# SUPPLIED INFORMATION

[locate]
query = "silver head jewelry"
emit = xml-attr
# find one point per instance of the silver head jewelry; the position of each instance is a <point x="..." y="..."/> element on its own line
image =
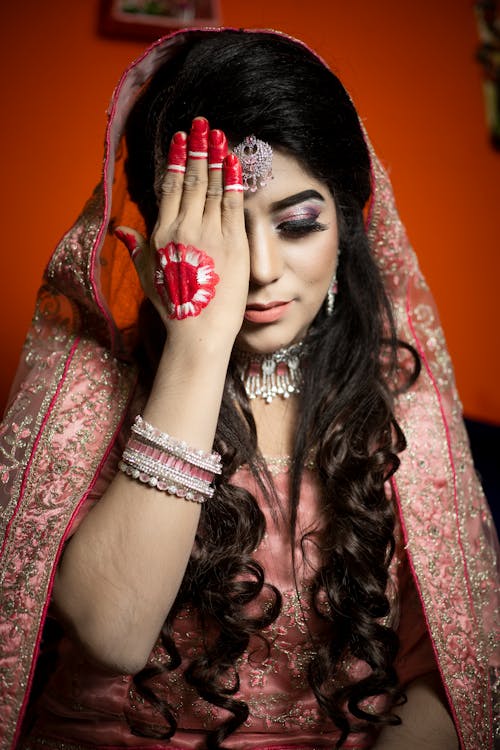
<point x="256" y="158"/>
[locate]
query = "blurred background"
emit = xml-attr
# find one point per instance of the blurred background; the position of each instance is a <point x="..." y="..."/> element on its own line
<point x="411" y="69"/>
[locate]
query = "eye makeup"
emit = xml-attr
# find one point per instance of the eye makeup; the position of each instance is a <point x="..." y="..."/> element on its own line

# EXERCISE PROMPT
Since only the text is wanted, repeat all the records above exactly and omit the pictures.

# RESPONSE
[locate]
query = "silver head jewelry"
emit = xml-attr
# find one point per instance of the silver head jewelry; the position of each instance is a <point x="..." y="..."/> element on its own line
image =
<point x="256" y="158"/>
[locate]
query = "blurred background"
emit = xml-attr
# find one point per instance of the blurred background; the position of each instance is a <point x="..." y="..."/> element on its own line
<point x="411" y="69"/>
[locate]
query = "eye makeup"
emit = xml-attr
# find one point per instance of the eye makeup; the position of each instance is a <point x="..." y="..."/> element on its own line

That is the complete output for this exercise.